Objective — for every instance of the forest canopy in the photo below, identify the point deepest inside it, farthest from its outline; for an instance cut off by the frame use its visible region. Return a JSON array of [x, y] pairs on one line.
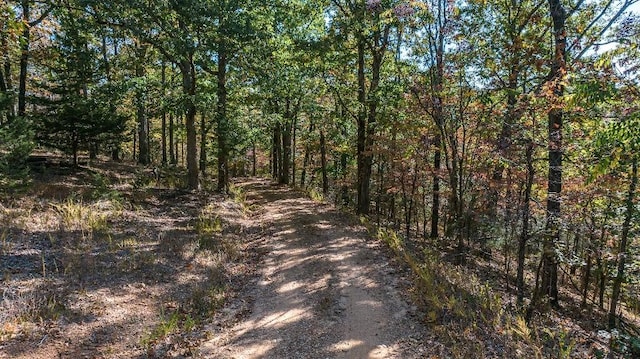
[[474, 126]]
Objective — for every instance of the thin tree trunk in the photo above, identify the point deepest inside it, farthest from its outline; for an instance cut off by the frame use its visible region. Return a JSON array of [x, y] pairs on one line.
[[277, 151], [524, 236], [549, 287], [141, 111], [203, 145], [323, 159], [286, 144], [164, 115], [189, 89], [24, 58], [222, 121], [624, 242], [172, 151], [254, 157]]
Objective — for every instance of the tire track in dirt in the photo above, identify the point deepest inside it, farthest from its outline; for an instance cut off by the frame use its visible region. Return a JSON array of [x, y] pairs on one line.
[[324, 290]]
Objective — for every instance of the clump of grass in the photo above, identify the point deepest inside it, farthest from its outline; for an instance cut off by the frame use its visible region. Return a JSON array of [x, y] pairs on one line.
[[201, 305], [19, 307], [460, 308], [208, 224], [168, 324], [239, 196], [5, 243]]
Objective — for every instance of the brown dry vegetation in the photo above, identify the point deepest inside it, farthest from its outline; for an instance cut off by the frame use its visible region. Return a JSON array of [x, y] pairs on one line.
[[103, 261], [106, 261]]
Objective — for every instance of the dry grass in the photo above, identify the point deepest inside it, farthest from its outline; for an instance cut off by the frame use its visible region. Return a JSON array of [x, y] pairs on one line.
[[105, 250]]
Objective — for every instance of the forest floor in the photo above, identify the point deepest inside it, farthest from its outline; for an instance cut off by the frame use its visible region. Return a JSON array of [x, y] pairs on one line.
[[101, 262]]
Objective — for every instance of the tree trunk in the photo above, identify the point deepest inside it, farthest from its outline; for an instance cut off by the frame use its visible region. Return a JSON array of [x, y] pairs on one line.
[[549, 287], [524, 236], [254, 157], [323, 159], [277, 151], [286, 145], [164, 116], [624, 241], [172, 151], [141, 111], [24, 58], [222, 120], [203, 145], [438, 116], [363, 157]]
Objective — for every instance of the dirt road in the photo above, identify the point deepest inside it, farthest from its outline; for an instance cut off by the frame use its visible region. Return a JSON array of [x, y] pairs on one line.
[[324, 290]]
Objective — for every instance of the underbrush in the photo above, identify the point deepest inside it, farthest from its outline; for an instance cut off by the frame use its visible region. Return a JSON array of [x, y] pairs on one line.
[[97, 230], [472, 320]]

****************************************

Task to complete: Can you reproduce the records from the line with "Objective — for every instance of the thin" to the line with "[[103, 261], [106, 261]]", both included, with the requests left unchanged and every x and y coordinate in the answers scaled by 2.2 and rounded to a whole number, halves going up? Return only those lines.

Finished answer:
Objective — for every instance of the thin tree trunk in the photo above, identify the point deepest inside it, farthest from its outline; for an instance cut off by the frame use its visible region. Return a JSON array of [x, y] pairs on one line.
[[609, 332], [1153, 519], [1208, 631], [310, 244], [447, 319], [711, 350], [629, 317], [361, 253], [416, 196], [53, 128], [488, 266], [1373, 532], [378, 332], [559, 345]]
Objective — for every instance of the tire track in dirt in the photo above, identify the point deepest inside it, farthest from its outline; for an instance cut off by the frame use its visible region. Return a JSON array of [x, y] pairs on one line.
[[713, 638]]
Objective — for every instance of the clump of grass in the photo above, identify the point deepest inside it, farthest from its outline; for an instance cut off by the frame use its visible region. Return a JSON array of [x, y] pairs on one line.
[[442, 671], [42, 675], [1012, 678], [458, 493], [370, 713], [526, 431], [11, 535]]
Objective — for every instance of the brown dry vegetation in the photo above, identify the point deepest inside it, farthest from its outline; for an instance cut off by the frame use its visible region. Return a JSON array of [x, y] pairs on one line.
[[227, 574], [233, 574]]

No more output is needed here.